DATASET ENTRIES:
###
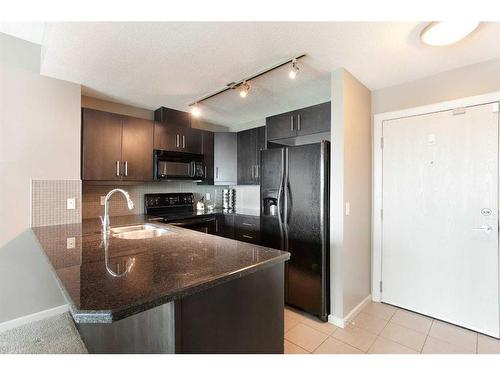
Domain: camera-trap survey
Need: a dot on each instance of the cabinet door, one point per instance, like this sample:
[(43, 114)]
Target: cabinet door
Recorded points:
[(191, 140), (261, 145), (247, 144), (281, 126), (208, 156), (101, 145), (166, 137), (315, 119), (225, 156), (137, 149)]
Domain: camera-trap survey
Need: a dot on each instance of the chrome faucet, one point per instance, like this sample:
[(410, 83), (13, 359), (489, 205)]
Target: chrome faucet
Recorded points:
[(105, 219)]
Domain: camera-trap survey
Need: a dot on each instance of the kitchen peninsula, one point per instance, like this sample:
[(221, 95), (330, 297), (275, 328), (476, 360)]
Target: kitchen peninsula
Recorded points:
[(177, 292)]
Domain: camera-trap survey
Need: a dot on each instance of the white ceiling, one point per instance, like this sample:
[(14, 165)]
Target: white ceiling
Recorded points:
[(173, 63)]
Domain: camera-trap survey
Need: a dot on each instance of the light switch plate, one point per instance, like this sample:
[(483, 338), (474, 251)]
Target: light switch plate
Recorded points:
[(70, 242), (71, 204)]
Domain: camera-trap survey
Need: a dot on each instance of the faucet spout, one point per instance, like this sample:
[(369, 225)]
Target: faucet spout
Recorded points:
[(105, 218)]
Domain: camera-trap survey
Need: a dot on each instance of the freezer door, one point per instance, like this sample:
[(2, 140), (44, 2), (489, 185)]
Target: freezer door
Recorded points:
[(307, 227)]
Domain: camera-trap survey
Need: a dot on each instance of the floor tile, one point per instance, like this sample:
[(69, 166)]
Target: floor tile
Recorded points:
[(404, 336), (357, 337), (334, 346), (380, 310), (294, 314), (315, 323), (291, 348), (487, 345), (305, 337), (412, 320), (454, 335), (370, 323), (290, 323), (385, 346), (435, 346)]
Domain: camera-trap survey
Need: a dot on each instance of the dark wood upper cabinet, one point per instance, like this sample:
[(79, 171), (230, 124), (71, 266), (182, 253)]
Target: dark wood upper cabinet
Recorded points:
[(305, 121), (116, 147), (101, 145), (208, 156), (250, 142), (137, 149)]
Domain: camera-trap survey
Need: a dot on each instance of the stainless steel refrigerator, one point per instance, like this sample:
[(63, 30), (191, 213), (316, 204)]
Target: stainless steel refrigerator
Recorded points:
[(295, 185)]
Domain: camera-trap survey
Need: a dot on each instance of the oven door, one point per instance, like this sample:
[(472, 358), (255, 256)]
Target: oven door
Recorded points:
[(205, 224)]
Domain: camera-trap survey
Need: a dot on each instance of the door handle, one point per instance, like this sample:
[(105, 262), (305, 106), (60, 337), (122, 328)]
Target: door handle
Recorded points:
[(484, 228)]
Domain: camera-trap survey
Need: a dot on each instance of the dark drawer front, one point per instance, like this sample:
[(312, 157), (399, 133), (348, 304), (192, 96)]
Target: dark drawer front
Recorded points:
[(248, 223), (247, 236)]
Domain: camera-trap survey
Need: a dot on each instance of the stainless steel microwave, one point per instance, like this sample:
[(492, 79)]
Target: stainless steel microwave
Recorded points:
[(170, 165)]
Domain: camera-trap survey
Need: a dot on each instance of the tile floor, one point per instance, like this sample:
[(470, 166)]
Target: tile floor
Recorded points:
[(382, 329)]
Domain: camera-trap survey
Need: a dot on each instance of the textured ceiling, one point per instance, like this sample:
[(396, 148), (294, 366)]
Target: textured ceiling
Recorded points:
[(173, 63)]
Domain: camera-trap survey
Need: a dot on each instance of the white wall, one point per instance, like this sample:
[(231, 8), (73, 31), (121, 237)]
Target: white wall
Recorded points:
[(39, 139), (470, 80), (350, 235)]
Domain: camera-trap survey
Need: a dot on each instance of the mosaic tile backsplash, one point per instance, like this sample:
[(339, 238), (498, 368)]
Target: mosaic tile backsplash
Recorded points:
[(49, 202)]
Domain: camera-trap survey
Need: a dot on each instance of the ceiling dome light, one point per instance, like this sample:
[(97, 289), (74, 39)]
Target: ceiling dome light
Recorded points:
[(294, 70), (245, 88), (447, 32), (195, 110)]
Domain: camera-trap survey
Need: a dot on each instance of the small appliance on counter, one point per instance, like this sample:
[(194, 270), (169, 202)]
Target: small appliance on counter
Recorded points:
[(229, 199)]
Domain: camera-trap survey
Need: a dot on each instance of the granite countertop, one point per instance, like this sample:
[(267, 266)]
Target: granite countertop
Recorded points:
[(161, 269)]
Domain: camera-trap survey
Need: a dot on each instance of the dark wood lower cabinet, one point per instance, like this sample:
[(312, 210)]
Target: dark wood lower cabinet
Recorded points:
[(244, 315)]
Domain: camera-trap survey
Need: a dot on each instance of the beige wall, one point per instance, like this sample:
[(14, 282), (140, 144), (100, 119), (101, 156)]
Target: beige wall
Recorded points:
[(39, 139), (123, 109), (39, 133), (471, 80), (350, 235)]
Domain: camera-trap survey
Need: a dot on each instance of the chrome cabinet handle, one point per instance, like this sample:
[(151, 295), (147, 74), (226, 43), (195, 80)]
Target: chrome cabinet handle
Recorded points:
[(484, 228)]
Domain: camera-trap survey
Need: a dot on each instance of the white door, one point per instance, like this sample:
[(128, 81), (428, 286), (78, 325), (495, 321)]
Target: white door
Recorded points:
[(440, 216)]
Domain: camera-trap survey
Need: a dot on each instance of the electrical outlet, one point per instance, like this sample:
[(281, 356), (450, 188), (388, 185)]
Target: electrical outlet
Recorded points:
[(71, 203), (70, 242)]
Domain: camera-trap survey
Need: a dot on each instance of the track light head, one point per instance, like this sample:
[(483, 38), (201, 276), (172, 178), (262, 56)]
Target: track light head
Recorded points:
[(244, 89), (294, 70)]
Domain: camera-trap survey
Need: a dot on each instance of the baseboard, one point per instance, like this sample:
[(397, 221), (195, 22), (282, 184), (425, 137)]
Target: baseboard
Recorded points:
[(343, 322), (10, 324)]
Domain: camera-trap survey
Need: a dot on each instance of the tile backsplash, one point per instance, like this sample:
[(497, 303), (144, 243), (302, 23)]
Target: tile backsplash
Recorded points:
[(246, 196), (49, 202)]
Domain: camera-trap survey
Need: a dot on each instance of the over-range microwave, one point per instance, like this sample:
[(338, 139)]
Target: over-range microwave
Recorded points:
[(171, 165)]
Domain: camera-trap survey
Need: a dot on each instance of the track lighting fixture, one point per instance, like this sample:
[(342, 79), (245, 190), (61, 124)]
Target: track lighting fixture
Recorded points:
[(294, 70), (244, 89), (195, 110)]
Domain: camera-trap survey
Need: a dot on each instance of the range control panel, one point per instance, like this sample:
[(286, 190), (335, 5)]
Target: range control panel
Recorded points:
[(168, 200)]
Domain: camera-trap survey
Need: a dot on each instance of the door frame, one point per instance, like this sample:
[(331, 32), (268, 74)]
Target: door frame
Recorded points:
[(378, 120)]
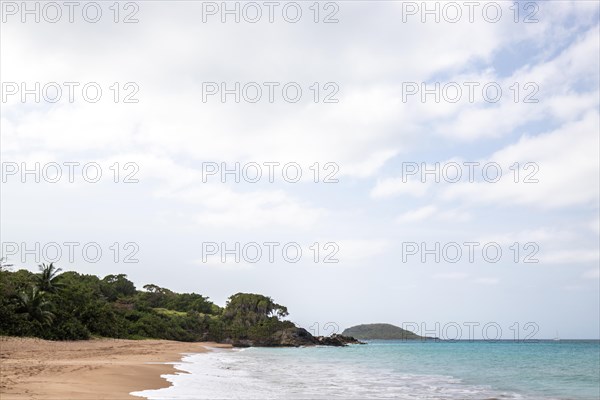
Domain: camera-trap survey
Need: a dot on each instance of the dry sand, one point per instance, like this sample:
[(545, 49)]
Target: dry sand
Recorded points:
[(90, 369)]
###
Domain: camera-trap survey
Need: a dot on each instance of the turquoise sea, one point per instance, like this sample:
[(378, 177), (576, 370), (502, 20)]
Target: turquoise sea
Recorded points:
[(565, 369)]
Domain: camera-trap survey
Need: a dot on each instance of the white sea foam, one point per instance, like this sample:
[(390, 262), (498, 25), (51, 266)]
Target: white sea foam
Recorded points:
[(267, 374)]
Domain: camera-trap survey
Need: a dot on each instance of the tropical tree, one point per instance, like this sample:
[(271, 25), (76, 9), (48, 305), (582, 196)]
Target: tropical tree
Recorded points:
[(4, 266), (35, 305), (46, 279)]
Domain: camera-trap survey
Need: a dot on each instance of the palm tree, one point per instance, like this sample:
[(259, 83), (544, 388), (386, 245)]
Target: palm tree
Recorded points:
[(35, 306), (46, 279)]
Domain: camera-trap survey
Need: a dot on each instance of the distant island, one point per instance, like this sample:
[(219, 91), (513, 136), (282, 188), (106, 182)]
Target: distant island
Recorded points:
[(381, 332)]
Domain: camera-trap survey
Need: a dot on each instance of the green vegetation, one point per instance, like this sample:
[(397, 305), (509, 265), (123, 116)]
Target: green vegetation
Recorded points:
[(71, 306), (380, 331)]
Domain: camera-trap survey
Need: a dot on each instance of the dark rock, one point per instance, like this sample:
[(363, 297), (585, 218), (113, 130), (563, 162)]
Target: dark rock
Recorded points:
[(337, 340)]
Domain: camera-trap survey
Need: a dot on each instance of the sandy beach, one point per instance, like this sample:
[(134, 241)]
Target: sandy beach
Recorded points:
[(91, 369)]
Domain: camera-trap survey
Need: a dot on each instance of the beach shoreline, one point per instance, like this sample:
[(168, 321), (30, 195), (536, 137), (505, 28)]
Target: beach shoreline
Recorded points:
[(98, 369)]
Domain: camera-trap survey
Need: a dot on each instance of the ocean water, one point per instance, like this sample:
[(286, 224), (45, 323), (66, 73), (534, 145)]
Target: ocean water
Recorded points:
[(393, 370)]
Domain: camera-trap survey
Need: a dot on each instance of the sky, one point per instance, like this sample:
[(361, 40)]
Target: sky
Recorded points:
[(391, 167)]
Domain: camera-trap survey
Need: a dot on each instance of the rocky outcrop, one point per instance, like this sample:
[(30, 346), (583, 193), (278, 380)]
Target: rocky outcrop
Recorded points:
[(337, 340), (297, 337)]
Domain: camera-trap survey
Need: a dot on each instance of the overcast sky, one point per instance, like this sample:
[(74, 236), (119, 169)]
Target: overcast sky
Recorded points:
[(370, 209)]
###
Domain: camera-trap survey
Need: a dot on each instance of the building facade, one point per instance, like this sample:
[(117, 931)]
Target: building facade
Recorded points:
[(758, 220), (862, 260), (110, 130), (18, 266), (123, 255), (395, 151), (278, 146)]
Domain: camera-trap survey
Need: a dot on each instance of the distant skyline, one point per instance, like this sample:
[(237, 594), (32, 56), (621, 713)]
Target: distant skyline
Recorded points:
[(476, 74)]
###
WHAT IS ASKED:
Gather every line of the entries above that contains the string "tree". Treat uppercase and lowercase letters as distinct.

SOLUTION FOR THIS TASK:
Need: a dot on each instance of the tropical tree, one point per instance, like this sample:
Target: tropical tree
Need: a dot on each instance of the palm tree, one point per instance, like this sample:
Target: palm tree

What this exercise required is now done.